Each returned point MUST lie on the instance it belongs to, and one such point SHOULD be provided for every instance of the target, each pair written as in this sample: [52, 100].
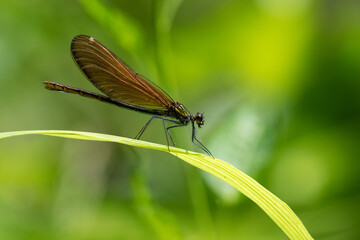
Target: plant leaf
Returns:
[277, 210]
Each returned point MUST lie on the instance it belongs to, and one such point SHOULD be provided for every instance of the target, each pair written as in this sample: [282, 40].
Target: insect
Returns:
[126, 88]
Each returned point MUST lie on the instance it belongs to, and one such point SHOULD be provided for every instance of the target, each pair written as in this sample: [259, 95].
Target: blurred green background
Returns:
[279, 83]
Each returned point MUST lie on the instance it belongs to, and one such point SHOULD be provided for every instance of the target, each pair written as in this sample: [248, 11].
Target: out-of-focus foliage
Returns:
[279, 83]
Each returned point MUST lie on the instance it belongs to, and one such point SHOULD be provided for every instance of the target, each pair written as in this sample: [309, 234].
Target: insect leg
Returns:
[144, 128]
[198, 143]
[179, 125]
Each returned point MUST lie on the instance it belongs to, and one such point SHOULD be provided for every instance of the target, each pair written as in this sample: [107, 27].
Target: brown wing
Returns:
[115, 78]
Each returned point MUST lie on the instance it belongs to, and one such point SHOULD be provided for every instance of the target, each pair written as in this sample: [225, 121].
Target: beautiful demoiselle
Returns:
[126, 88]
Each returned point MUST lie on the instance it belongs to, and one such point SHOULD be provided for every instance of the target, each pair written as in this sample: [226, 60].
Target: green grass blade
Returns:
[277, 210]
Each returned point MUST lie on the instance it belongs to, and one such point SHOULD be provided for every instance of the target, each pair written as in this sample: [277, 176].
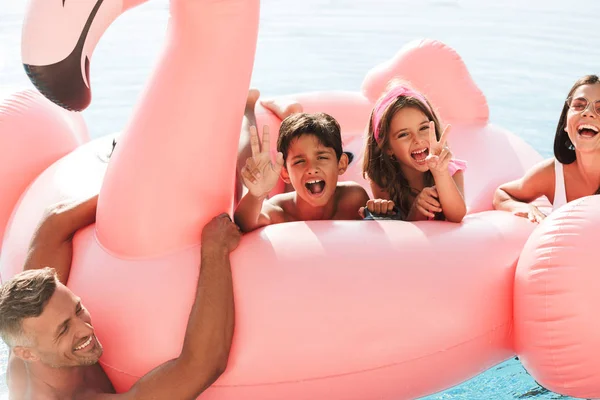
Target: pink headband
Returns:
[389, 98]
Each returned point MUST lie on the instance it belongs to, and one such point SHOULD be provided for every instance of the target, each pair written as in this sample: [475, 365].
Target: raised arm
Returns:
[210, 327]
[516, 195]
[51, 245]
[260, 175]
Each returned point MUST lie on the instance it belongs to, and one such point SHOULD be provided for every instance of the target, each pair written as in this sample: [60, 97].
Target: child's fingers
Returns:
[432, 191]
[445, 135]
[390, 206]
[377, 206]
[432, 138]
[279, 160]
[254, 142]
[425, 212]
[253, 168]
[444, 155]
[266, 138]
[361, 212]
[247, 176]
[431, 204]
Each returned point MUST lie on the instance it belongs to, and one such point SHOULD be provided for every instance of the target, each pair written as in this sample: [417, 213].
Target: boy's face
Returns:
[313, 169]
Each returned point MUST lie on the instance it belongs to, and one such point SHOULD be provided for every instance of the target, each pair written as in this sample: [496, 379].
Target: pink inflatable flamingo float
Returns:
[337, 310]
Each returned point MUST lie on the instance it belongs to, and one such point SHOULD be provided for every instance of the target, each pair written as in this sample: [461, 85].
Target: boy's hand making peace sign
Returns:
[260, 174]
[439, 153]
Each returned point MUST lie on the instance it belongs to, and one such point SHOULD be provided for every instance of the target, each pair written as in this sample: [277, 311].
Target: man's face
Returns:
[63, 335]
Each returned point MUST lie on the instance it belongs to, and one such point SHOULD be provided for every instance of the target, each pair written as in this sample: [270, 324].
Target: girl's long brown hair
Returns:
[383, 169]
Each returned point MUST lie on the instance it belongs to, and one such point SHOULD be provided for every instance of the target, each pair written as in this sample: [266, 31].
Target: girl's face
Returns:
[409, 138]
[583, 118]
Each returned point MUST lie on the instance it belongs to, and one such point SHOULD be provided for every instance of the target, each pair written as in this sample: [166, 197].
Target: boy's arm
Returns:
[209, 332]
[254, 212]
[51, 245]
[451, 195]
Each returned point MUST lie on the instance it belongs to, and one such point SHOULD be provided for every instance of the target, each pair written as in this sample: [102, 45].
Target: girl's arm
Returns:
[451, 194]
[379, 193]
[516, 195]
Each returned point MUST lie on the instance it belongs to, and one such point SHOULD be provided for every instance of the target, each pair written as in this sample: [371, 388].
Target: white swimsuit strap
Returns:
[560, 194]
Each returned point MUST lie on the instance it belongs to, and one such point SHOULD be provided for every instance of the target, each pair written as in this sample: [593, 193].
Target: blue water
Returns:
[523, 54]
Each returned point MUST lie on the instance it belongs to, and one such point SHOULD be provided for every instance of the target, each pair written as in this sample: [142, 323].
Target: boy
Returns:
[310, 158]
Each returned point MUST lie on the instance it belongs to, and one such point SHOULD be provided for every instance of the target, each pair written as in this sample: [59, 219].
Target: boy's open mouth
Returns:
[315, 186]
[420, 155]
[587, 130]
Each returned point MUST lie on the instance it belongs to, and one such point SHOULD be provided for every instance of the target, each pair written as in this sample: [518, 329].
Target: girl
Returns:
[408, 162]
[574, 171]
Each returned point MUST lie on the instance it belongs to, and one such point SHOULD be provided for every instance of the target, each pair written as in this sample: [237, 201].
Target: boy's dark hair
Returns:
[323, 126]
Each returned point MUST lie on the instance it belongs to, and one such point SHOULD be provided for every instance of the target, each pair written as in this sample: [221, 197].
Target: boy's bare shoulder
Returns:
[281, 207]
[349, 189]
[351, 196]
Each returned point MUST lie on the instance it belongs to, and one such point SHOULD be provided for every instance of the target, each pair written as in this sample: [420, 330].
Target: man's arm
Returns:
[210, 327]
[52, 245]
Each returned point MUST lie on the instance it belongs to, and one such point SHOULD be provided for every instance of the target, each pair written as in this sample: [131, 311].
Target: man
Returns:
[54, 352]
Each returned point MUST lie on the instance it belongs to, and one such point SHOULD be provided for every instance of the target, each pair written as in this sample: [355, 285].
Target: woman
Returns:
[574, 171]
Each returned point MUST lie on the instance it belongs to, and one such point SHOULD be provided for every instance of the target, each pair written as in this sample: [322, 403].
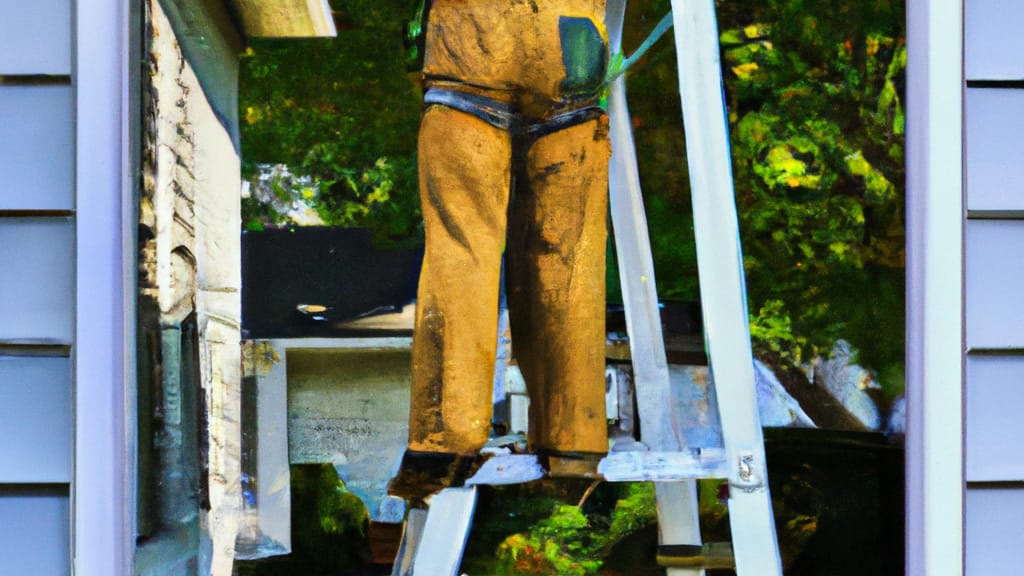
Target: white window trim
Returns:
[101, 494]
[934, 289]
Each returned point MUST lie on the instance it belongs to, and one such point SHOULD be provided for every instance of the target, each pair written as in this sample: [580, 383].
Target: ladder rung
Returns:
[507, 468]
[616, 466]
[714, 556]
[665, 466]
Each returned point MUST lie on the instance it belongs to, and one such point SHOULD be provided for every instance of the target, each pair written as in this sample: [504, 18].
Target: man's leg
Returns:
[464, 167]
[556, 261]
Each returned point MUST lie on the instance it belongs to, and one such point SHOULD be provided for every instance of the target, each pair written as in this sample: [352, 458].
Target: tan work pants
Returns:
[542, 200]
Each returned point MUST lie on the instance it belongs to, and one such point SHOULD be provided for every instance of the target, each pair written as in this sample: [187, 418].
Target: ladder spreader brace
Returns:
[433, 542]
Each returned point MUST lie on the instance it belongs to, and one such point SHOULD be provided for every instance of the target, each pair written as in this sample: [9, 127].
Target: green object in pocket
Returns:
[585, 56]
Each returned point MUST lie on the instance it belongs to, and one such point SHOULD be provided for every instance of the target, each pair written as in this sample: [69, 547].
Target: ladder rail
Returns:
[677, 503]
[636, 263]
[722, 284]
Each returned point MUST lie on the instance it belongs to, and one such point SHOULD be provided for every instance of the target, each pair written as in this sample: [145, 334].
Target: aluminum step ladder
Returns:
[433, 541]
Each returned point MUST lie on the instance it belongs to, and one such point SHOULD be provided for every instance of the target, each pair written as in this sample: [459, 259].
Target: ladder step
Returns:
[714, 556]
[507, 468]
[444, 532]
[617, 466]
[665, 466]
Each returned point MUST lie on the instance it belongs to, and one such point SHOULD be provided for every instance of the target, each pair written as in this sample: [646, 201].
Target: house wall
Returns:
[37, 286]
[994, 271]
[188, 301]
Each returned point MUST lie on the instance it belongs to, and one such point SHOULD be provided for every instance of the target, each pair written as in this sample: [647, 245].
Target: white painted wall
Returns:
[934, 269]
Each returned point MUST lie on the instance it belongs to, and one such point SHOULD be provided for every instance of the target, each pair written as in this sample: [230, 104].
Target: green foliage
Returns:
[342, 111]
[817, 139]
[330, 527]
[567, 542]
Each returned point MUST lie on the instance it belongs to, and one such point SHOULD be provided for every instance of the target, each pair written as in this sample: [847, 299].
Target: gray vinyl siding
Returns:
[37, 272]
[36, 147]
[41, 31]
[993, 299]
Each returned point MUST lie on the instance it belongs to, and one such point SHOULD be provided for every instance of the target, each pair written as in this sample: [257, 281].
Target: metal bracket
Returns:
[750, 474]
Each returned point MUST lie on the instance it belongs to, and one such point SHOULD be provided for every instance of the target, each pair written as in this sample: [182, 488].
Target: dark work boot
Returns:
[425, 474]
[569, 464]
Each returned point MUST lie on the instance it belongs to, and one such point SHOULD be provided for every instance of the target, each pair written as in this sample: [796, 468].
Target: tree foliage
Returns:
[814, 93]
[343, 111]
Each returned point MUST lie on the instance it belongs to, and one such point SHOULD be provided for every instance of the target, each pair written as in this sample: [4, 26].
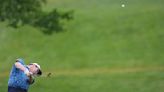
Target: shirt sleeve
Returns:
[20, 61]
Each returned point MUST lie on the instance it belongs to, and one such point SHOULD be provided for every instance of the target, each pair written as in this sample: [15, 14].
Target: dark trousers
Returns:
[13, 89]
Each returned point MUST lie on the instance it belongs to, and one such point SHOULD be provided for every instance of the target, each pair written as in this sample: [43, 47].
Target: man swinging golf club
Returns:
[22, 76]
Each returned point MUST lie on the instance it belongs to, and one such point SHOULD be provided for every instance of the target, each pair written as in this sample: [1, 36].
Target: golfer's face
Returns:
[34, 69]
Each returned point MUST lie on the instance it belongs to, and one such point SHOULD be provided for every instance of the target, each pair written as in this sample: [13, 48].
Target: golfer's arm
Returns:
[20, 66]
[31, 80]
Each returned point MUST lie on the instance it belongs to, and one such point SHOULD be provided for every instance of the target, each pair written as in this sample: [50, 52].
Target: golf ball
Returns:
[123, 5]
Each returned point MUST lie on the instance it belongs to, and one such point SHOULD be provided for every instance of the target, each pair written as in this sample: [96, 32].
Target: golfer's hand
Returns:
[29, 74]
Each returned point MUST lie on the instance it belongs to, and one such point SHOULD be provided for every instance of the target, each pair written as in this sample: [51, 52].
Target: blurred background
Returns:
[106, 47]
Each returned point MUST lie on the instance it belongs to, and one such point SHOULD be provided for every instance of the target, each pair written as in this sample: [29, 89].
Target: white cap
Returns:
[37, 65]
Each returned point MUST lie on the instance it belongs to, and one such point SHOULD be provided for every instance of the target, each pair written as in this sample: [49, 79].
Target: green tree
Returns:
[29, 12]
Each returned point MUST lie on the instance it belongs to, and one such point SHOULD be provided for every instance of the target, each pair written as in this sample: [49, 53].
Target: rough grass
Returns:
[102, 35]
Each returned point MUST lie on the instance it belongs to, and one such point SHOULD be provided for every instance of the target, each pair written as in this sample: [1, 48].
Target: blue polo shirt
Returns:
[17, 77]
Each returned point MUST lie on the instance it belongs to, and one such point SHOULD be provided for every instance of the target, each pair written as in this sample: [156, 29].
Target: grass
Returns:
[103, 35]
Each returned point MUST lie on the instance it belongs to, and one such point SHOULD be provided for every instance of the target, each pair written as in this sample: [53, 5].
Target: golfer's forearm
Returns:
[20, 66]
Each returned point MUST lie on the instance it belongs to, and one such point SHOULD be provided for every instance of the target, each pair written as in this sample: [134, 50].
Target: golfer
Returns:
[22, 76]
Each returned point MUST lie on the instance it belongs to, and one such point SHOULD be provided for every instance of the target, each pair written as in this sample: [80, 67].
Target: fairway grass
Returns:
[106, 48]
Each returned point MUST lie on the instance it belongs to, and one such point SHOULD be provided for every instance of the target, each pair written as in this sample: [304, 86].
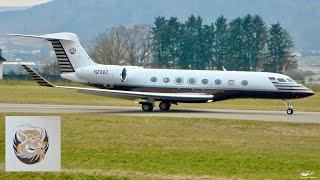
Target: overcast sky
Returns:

WORK REQUEST → Since only a number is wanted, please say how many lines in the data include the word "pink".

WRITTEN RESPONSE → 2